**What the task asks**
The records are to be restated in their entirety, word for word.

**Excerpted data**
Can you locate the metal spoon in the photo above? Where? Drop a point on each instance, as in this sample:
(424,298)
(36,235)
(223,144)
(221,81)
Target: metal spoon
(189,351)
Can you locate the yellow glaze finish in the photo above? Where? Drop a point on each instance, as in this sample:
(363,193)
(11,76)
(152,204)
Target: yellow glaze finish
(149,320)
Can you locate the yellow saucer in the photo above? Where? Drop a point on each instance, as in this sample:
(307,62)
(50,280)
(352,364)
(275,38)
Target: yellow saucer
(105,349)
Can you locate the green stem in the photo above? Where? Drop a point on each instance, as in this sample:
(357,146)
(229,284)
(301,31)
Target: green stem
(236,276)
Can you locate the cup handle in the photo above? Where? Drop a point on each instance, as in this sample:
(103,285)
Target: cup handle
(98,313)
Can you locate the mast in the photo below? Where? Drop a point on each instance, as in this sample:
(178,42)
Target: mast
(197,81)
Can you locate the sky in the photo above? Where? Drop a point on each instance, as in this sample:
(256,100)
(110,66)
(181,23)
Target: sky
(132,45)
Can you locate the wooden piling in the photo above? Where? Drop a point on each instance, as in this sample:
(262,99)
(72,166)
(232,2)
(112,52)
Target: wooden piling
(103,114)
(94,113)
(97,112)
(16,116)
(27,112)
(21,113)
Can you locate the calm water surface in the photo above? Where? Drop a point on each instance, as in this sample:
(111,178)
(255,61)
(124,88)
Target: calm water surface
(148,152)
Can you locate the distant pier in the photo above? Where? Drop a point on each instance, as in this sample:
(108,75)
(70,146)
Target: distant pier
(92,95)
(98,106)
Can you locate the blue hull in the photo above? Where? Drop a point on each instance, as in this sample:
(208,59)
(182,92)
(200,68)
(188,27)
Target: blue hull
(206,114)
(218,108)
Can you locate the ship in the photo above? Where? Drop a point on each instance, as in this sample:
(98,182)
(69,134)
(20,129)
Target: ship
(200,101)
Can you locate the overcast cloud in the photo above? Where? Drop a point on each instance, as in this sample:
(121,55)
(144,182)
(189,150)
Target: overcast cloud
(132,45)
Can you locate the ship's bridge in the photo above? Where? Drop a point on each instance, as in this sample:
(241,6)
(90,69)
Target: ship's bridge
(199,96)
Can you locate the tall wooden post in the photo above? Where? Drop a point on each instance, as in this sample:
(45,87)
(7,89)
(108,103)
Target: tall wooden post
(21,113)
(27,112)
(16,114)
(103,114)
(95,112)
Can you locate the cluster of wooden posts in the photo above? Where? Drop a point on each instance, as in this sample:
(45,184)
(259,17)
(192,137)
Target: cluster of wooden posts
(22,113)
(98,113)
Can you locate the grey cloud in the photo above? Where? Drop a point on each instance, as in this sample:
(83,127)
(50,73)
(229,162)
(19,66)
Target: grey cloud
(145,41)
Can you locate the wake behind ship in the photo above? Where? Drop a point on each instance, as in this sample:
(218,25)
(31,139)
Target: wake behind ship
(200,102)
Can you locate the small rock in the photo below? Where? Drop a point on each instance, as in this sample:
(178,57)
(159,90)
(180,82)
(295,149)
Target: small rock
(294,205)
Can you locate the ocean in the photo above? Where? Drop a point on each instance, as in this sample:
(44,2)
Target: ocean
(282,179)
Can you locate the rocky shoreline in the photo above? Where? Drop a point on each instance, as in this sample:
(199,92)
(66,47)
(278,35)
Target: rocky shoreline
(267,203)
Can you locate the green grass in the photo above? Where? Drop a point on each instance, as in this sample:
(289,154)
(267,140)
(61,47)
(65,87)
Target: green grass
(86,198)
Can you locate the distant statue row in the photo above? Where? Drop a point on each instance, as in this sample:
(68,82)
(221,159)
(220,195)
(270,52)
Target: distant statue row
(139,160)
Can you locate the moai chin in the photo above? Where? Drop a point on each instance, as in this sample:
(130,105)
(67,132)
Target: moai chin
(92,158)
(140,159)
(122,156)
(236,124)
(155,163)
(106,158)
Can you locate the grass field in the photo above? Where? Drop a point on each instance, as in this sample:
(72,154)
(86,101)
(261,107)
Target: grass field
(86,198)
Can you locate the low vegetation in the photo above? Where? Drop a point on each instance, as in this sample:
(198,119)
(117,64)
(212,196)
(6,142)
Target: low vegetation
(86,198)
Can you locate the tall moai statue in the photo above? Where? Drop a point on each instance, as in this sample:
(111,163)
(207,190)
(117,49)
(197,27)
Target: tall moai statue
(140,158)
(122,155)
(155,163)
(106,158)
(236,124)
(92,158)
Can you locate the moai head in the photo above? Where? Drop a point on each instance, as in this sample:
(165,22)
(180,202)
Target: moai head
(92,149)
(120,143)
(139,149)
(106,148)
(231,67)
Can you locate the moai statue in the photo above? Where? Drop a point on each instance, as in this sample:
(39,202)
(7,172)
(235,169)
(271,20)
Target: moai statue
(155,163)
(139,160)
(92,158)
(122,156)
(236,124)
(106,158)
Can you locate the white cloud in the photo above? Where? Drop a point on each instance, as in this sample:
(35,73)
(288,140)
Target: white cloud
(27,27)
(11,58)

**The response**
Can you locate the metal spoon in the photo above? Where? Drop a point on each instance, as in this sample:
(424,298)
(36,235)
(223,144)
(221,81)
Target: metal spoon
(189,351)
Can you locate the yellow glaze finish in the photo above? Where? Drop a point on each instance, as in this sample:
(363,193)
(11,76)
(152,204)
Target: yellow glaze finish
(149,320)
Can you locate the yellow saucer in the photo above? Where? Drop a point on each instance, as in this sample:
(307,62)
(50,280)
(352,364)
(275,38)
Target: yellow saucer
(105,349)
Can you locate the green stem in the photo above? Where? Drop a point on each instance, as in this sample:
(357,146)
(229,284)
(301,31)
Target: green stem
(236,276)
Can you locate the cup handle in the photo above? Where? Drop a point on each instance, as in this sample:
(103,285)
Target: cup handle
(98,313)
Can you locate the mast in the photo below? Where? Drop a point on each instance, as in this sample:
(178,42)
Target: mast
(197,81)
Can you locate the sky in the photo above? Where? Drop a point on each instance, as in this sample:
(256,100)
(110,66)
(181,23)
Target: sky
(132,45)
Can you locate the wooden piling in the photo above? Where? Drop a point on each instance, as in this sample:
(262,99)
(72,166)
(232,2)
(112,52)
Target: wooden piling
(103,114)
(94,113)
(97,112)
(16,116)
(27,112)
(21,113)
Can you locate the calm water surface in the photo above? Where? Drop a point on each instance, as in this sample:
(111,178)
(255,61)
(124,88)
Target: calm water surface
(148,152)
Can you locate the distant pier in the photo above? Where? Drop a point on each instance, as in this sample:
(108,75)
(70,146)
Target: distant pier
(92,95)
(98,106)
Can you locate the blue hull in the photo above? Where? Drop a point on each instance, as in this sample:
(208,59)
(182,92)
(200,68)
(188,27)
Target: blue hull
(206,114)
(218,108)
Can you locate the ship in the photo above? Where? Drop a point on each instance, as in this sample:
(98,182)
(69,134)
(20,129)
Target: ship
(200,101)
Can you locate the overcast cloud in the photo above? Where? Drop a point on each instance, as in this sample:
(121,55)
(144,182)
(189,150)
Target: overcast cloud
(132,45)
Can you locate the ship's bridge in the photo above? Where? Drop a point on each instance, as in this sample:
(241,6)
(90,69)
Target: ship's bridge
(199,96)
Can you locate the tall wooden post in the photo above? Where? Drop a point on each instance, as in this sample:
(45,87)
(7,89)
(108,103)
Target: tall wooden post
(21,113)
(27,112)
(16,114)
(103,114)
(95,112)
Can you locate the cluster of wooden posts in the photo above? Where? Drop a point on each instance, as in this sample:
(45,184)
(259,17)
(192,137)
Target: cluster of wooden posts
(22,113)
(98,113)
Can you locate the grey cloud in the photo above? Where? Drop a point on each instance, as in this sample:
(83,127)
(50,73)
(229,162)
(19,66)
Target: grey cloud
(145,41)
Can you locate the wake behind ship in the photo above? Where? Drop a point on each instance, as in this sample:
(218,25)
(31,139)
Target: wake behind ship
(200,102)
Can you locate the small rock in the photo below? Where? Drop a point on each instance, as in this sample:
(178,57)
(159,90)
(180,82)
(295,149)
Target: small rock
(294,205)
Can you locate the ocean in the photo above? Where? Drop a point on each instance, as in this sample:
(44,2)
Target: ocean
(282,179)
Can you locate the rocky shoreline in the photo above? Where? Drop a point on each instance, as in this sample:
(199,92)
(66,47)
(278,35)
Target: rocky shoreline
(267,203)
Can you locate the green grass in the photo above? Where? Drop a point on each instance, as in this sample:
(289,154)
(267,140)
(61,47)
(65,87)
Target: green grass
(86,198)
Can you locate the distant statue row in the photo above? Where? Drop a point on each instance, as in this sample:
(68,82)
(221,159)
(220,195)
(270,52)
Target: distant statue row
(139,160)
Can you locate the moai chin in the photo above? Where? Drop a point on each instance, as in this sample:
(130,105)
(67,132)
Target: moai chin
(92,158)
(140,159)
(122,156)
(236,124)
(155,163)
(106,158)
Can you locate the grass field in the photo above? Where? Drop a point on each instance, as in this sample:
(72,154)
(86,101)
(261,107)
Target: grass field
(86,198)
Can you locate the low vegetation in the photo above? Where? Drop a point on each instance, as in this sample:
(198,119)
(117,64)
(212,196)
(6,142)
Target: low vegetation
(86,198)
Can you locate the tall moai statue in the photo above? Where? Drop a point on each instance, as in this sample:
(111,163)
(207,190)
(117,49)
(197,27)
Target: tall moai statue
(140,158)
(122,155)
(155,163)
(106,158)
(236,124)
(92,158)
Can you locate the moai head in the photo above? Where? Drop a point on each instance, as in this sample:
(165,22)
(180,202)
Target: moai head
(92,149)
(120,143)
(139,149)
(106,148)
(231,67)
Can you locate the moai statue in the photo above? Where? Drop a point on each instance, as in this sample:
(39,202)
(7,172)
(235,169)
(271,20)
Target: moai statue
(155,163)
(139,160)
(92,158)
(122,156)
(236,124)
(106,158)
Can you locate the white cloud in the photo above? Where? Drop a point on each instance, as in this sample:
(35,73)
(288,140)
Target: white cloud
(27,27)
(11,58)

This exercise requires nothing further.